| Problem A |
Which section headings appear in the article on Apache and multi-core CPUs below, after its title and byline?

Your Linux Data Center Experts

Are the Cores Worth It?

By  Sean Reifschneider Date March 17, 2007

Introduction

Recently, a hosting client of ours has been needing to upgrade their system to handle spikes in traffic. We offered several choices, including options using a pair of quad-core Xeon CPUs. Our client did some googling around and found a benchmark showing that Apache couldn't use all the cores in a dual quad-core system.

I was a bit surprised by these results, until I noticed two things: the domain the review was at included the word "game", and a quick look at the review showed it was running Apache on Windows. A gamer site I figured would be much more oriented towards desktop applications than web servers (indeed all the other applications were desktop apps or transcoders). Since we only host Linux machines, I figured the Windows results wouldn't be very useful either.

Worse, the review included precious little detail about what sort of content was being served, where the benchmark was being run (on the server or on a dedicated test machine), etc...

However, there's been a lot of press over the last 6 months crying "How can anyone use 4 or 8 cores?" Sure, on a desktop system that may very well be true. However, a web server handling 200 simultaneous remote users is a very different thing.

Given my knowledge about using Apache on Linux, and all these unknowns, and hoping to be able to provide some guidance to this client, I set aside a day to get to the bottom of this.

The Short Answer

The basic question is: Can Apache make use of all 8 cores in on a system with a pair of quad-core CPUs? Here's what "top" thinks:

In short, all 8 cores have 0% CPU time spent idle, with 8 instances of Apache being the top CPU user. More detailed benchmark results follow.

The Hardware

These tests are entirely funded by tummy.com, and I don't have access to a huge set of hardware. I'm mostly operating from what I have on hand. I'm comparing:

Notice the price similarity between the CPUs. While these may sound slow to many of you used to 3.2+GHz CPUs, remember that these are the latest Intel CPUs which do more work in fewer clocks. 2.0GHz in these CPUs is more like a 3.2GHz Xeon EM64T or 5000-series CPU.

This is running on a SuperMicro X7DB3 motherboard with 4GB of 667MHz FB-DIMM ECC DDR2 SDRAM (2x2GB).

The client machine is a Celeron 3.2GHz connected over 100mbps ethernet (peak traffic during the tests was around 4mbps, so I didn't bother to move it over to my gigabit switch).

The Software

The server is running Fedora Core 6 as the operating system. This is for many reasons: it's got recent kernel and other software, and it's roughly the same bits that are released in Red Hat Enterprise 5. CentOS 5, the community rebuild of Red Hat Enterprise, is not yet available. CentOS is normally what I'd put on a server.

The system was running the stock Apache for Fedora, version 2.2.3. Apache was configured with the prefork worker, configured to start and always run 200 servers, so forking time would not be involved in the test.

| Problem B |
Could you write out the entries below word for word, from the first line of the entries through the line containing "[[[79,0],[95,12],[125,21],[127,10],[120,0]]]"?

| Exercise inputs |
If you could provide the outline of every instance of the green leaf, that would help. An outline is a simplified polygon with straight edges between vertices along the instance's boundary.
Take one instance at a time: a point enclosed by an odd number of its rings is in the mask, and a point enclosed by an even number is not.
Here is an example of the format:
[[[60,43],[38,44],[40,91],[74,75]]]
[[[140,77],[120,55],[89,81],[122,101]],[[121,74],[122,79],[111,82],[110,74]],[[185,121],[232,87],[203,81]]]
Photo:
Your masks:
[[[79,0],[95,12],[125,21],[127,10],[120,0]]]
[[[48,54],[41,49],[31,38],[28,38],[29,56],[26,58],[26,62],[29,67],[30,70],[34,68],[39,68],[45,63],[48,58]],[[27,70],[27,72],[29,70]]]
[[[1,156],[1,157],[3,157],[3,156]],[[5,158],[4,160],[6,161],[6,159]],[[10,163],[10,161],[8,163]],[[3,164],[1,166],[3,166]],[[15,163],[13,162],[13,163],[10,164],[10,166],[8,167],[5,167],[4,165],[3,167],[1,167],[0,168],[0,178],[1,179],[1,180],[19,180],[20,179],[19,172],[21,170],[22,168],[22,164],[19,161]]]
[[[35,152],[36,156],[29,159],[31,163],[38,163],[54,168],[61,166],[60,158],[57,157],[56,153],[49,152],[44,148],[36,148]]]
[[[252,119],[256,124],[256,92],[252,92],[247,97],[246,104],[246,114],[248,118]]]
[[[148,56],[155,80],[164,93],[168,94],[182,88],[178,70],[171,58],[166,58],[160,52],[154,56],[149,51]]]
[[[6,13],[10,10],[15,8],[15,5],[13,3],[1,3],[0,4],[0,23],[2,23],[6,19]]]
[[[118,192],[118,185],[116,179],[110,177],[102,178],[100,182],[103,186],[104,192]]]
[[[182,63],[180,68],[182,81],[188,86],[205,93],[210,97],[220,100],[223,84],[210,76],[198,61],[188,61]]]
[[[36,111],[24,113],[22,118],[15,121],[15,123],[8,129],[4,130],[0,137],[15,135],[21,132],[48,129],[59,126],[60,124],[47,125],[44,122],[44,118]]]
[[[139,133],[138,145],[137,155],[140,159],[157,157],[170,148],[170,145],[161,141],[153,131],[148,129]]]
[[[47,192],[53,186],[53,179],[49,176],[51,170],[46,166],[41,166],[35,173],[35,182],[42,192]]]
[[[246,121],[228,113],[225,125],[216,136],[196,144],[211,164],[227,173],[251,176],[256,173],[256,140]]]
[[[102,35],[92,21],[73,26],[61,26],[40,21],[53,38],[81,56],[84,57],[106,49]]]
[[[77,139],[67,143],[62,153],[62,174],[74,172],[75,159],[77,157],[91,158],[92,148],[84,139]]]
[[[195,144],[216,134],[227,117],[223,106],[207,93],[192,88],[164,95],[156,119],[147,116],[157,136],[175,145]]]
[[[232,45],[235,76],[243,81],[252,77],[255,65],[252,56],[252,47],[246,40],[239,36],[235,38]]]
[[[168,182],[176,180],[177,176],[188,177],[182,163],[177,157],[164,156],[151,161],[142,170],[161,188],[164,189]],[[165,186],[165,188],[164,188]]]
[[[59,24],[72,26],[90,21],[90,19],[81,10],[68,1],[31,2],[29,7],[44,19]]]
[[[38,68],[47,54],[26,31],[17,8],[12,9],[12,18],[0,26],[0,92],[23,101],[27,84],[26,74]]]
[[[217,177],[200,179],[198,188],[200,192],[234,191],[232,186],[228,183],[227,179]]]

| Correct response A |
Introduction
The Short Answer
The Hardware
The Software

| Correct response B |
If you could provide the outline of every instance of the green leaf, that would help. An outline is a simplified polygon with straight edges between vertices along the instance's boundary.
Take one instance at a time: a point enclosed by an odd number of its rings is in the mask, and a point enclosed by an even number is not.
Here is an example of the format:
[[[60,43],[38,44],[40,91],[74,75]]]
[[[140,77],[120,55],[89,81],[122,101]],[[121,74],[122,79],[111,82],[110,74]],[[185,121],[232,87],[203,81]]]
Photo:
Your masks:
[[[79,0],[95,12],[125,21],[127,10],[120,0]]]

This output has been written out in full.